### [TASK TO CARRY OUT]
List each line of the listing below that contains the word "knit", copying every such line in full.

⁂

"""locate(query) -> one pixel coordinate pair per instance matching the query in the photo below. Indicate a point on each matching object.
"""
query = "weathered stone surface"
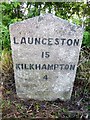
(45, 51)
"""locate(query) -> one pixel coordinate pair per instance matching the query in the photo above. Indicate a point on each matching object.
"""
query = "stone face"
(45, 51)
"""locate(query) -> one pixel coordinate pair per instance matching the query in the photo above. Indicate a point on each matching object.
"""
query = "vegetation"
(12, 106)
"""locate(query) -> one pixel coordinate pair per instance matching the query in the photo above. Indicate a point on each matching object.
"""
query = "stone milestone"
(45, 52)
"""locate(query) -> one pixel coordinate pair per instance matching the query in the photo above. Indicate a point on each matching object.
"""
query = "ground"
(76, 108)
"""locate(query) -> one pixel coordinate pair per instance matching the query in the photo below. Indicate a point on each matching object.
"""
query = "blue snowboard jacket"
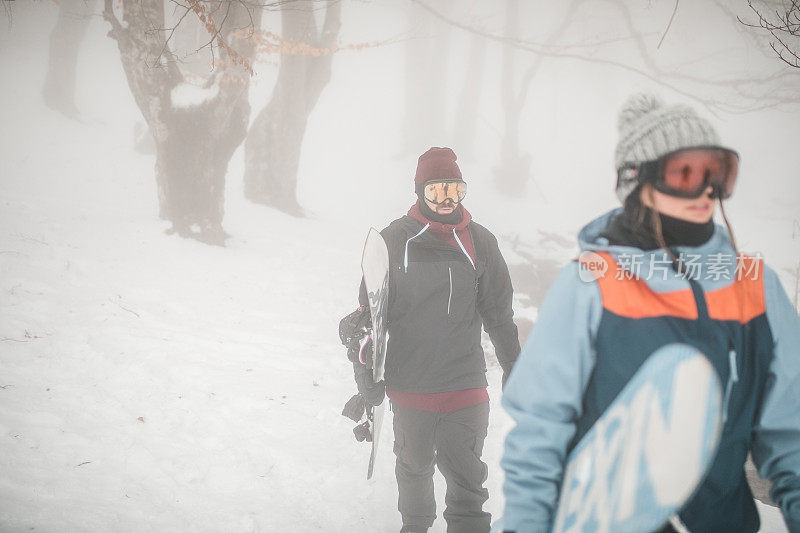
(593, 334)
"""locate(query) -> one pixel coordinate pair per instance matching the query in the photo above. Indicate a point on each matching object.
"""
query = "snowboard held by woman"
(672, 275)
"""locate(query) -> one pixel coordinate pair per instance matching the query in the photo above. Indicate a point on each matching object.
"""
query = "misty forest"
(185, 190)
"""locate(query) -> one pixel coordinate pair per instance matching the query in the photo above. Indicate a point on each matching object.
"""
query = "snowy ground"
(153, 383)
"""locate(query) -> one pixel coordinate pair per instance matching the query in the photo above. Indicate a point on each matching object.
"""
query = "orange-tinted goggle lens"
(439, 191)
(690, 172)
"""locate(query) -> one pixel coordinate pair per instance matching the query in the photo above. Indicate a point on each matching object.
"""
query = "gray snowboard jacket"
(437, 304)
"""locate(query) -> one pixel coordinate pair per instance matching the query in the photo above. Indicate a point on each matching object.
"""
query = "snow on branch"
(784, 26)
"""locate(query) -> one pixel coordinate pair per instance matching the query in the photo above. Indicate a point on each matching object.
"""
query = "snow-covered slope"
(152, 383)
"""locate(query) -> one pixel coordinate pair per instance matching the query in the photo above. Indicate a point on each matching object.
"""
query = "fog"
(151, 376)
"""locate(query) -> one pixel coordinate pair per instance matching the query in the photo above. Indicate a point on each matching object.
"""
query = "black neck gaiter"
(629, 228)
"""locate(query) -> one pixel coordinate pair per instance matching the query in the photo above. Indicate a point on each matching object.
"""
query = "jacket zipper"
(733, 378)
(450, 296)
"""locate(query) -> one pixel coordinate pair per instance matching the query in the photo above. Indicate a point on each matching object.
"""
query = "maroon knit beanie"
(437, 163)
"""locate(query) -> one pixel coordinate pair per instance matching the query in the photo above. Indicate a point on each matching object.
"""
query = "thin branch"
(669, 25)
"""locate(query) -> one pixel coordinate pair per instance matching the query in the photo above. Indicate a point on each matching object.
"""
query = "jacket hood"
(712, 264)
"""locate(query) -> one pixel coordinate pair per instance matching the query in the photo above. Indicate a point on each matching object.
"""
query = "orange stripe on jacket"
(742, 300)
(633, 298)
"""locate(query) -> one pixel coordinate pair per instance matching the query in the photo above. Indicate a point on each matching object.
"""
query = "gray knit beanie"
(649, 129)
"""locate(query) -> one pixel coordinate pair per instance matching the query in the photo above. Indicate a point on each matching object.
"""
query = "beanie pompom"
(636, 107)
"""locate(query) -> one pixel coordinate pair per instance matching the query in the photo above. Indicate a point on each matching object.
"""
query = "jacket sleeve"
(776, 438)
(544, 397)
(495, 295)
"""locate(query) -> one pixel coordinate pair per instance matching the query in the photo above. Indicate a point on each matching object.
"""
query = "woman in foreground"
(672, 275)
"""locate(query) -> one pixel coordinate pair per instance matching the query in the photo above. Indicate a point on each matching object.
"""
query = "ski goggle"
(687, 173)
(438, 191)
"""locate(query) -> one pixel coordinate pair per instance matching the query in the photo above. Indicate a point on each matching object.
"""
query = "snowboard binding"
(353, 329)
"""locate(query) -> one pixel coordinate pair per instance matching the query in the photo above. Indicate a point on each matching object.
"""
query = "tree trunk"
(194, 139)
(513, 172)
(275, 140)
(65, 42)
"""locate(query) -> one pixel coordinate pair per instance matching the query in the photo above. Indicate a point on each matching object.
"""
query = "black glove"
(507, 367)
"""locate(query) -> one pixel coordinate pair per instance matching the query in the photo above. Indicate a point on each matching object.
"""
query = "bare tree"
(195, 136)
(743, 91)
(782, 21)
(513, 171)
(273, 145)
(65, 42)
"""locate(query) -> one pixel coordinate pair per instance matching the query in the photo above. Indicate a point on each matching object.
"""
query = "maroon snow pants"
(454, 442)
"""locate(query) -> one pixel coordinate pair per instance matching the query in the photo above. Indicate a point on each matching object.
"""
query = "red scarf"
(445, 231)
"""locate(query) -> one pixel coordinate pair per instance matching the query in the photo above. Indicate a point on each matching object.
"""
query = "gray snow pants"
(454, 442)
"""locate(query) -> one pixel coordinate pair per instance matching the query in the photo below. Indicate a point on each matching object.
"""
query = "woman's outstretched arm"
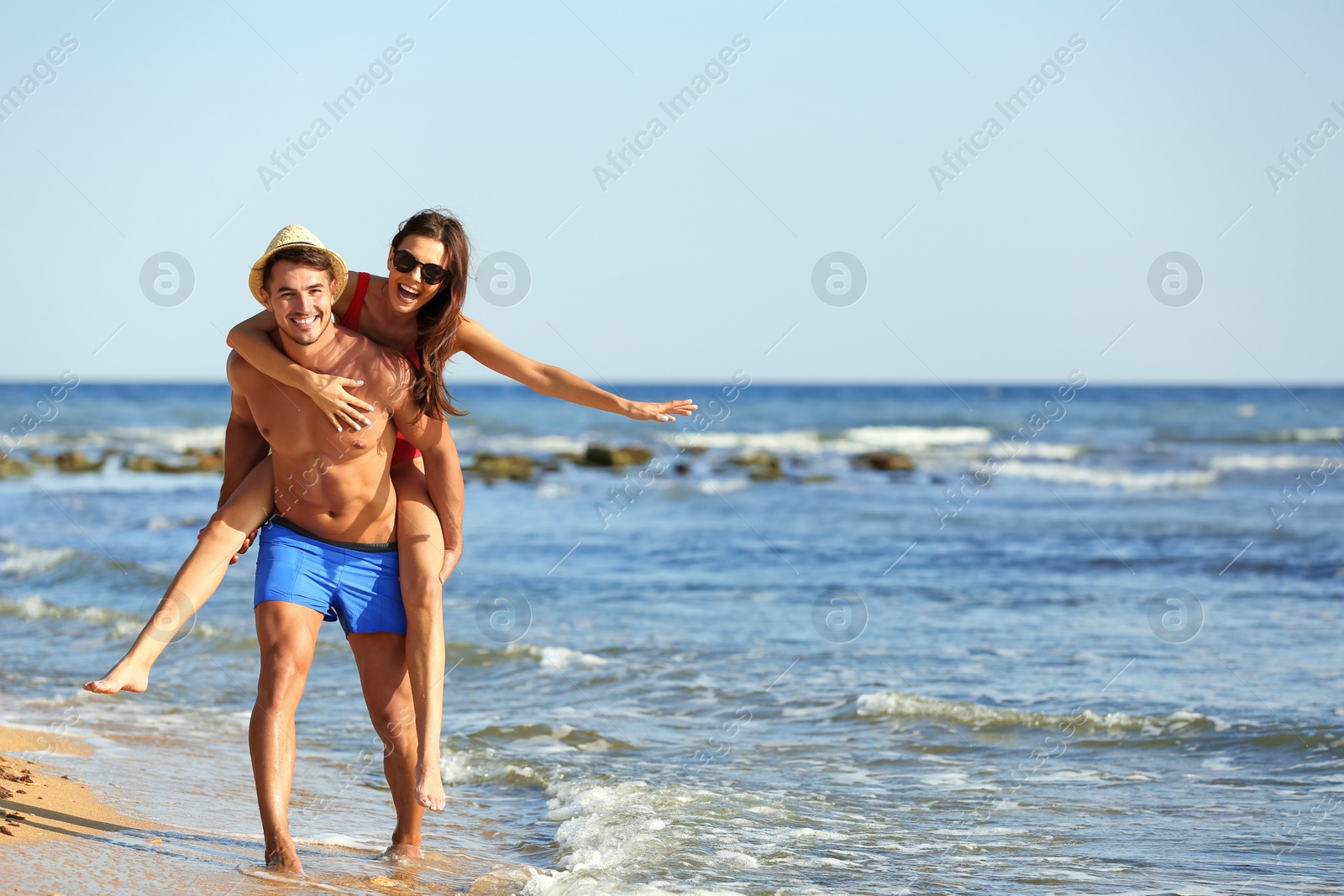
(253, 340)
(557, 382)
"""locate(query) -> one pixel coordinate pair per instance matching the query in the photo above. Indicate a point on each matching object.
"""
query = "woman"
(418, 309)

⁂

### [OUTPUT]
query = "maroon knit beanie"
query = "gray knit beanie"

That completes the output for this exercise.